▶ _WHAT THE TASK ASKS_
Collect each line of the data below that contains the string "white", and copy every one of those lines in full. Case counts when matching.

-- START DATASET RECORDS --

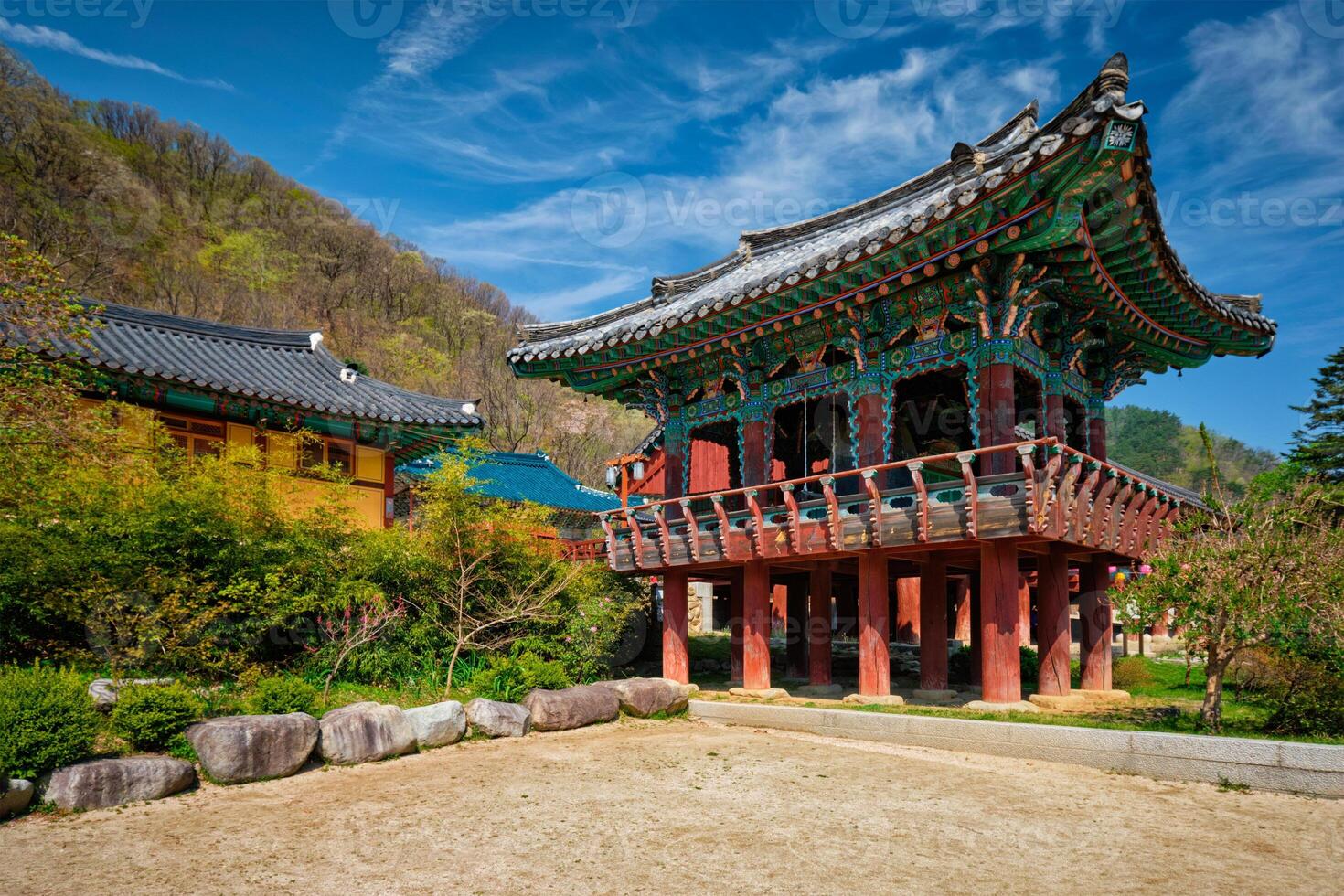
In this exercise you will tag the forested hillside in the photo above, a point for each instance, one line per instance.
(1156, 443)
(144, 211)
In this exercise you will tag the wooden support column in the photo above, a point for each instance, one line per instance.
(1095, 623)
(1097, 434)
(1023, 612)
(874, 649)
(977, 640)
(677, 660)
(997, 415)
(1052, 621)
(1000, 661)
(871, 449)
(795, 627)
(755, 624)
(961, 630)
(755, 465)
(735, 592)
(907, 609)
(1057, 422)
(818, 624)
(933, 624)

-- END DATASET RECORDS --
-- START DATASET RECORDS --

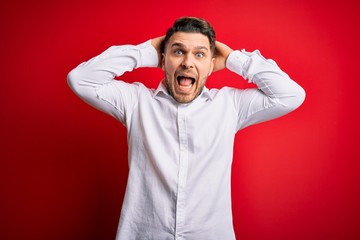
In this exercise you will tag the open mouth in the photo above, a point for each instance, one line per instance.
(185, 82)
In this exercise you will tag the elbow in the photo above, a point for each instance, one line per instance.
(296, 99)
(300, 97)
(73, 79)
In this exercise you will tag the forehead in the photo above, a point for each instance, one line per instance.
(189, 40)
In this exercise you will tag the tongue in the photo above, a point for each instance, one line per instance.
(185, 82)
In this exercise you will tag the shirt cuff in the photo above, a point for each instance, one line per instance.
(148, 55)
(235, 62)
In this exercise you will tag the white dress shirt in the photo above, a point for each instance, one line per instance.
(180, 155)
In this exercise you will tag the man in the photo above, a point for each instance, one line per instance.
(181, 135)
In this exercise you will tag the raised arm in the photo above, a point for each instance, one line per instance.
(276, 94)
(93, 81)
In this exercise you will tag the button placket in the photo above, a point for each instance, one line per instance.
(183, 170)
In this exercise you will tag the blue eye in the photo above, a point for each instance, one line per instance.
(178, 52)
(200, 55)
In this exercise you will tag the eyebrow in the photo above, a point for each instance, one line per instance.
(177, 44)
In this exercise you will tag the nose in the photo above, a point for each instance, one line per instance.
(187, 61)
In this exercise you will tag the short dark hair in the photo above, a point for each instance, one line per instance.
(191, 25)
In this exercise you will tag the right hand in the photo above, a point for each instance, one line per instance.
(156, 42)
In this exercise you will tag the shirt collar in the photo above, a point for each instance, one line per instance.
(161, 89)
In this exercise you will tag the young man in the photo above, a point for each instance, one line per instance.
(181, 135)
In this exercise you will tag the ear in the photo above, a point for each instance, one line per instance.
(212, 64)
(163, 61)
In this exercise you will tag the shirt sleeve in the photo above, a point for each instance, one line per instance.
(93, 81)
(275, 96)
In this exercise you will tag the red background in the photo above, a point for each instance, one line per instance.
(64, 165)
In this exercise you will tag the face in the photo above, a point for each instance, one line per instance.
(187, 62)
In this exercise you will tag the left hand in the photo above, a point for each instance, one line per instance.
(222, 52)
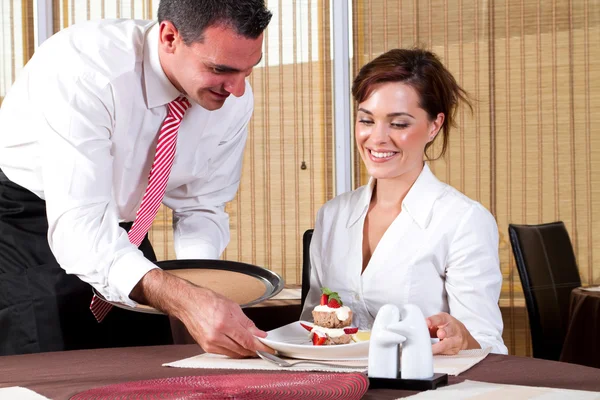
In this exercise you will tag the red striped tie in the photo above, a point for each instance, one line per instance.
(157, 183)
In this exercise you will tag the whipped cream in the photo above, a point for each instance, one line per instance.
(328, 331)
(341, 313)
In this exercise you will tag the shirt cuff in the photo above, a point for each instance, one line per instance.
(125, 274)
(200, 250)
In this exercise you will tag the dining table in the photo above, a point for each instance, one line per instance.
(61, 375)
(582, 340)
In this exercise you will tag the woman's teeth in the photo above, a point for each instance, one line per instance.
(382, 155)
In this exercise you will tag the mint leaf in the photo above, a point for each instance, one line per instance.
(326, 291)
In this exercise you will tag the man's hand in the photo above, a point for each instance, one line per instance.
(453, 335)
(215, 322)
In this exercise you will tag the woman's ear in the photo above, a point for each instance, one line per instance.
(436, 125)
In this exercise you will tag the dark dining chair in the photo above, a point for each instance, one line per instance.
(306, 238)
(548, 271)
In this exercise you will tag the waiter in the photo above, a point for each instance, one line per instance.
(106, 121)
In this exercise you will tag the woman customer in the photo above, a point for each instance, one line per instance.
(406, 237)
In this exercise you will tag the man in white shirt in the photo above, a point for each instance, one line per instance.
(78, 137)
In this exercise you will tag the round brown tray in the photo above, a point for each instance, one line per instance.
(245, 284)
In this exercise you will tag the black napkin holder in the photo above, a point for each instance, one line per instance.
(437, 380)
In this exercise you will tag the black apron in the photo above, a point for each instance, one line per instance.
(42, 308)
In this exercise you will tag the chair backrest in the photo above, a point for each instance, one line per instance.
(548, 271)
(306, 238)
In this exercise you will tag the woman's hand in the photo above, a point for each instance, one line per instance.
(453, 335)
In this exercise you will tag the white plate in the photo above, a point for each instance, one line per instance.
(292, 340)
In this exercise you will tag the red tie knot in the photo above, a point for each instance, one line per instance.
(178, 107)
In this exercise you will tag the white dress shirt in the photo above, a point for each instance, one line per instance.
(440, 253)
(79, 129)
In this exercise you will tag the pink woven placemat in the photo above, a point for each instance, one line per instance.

-- END DATASET RECORDS --
-- START DATASET RECORDS --

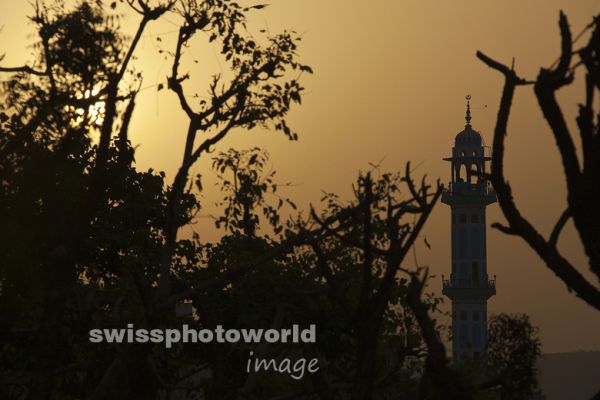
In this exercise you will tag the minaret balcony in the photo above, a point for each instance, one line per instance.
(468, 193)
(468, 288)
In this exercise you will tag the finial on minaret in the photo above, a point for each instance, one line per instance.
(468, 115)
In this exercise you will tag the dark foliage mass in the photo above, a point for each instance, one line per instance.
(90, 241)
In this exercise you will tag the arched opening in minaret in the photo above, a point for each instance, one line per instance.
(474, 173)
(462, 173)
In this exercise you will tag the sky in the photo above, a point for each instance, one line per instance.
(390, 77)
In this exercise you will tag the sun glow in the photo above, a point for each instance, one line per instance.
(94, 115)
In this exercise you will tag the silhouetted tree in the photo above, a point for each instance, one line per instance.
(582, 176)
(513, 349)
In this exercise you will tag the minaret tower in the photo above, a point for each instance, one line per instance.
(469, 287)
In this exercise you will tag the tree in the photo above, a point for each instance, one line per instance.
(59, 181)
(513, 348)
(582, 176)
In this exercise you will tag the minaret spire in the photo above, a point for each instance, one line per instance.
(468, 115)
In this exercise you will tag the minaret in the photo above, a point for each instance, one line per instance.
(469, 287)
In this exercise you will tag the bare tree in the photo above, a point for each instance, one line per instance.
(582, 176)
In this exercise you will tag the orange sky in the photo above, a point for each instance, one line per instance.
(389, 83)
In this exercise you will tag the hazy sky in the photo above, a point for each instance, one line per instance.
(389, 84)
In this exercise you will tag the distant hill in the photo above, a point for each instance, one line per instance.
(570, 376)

-- END DATASET RECORDS --

▶ _ANSWER TO THIS PROBLEM_
In this exercise you will tag the white dress shirt in the photo above, a point for each instance, one line per instance.
In this exercise you will tag the man in white shirt in the photo above, a point for each instance, one line per instance.
In this exercise you will tag the white plate in the photo above, a point for each instance, one line per instance.
In this exercise you will tag the white dress shirt in the photo above, a point for each instance, one line per instance.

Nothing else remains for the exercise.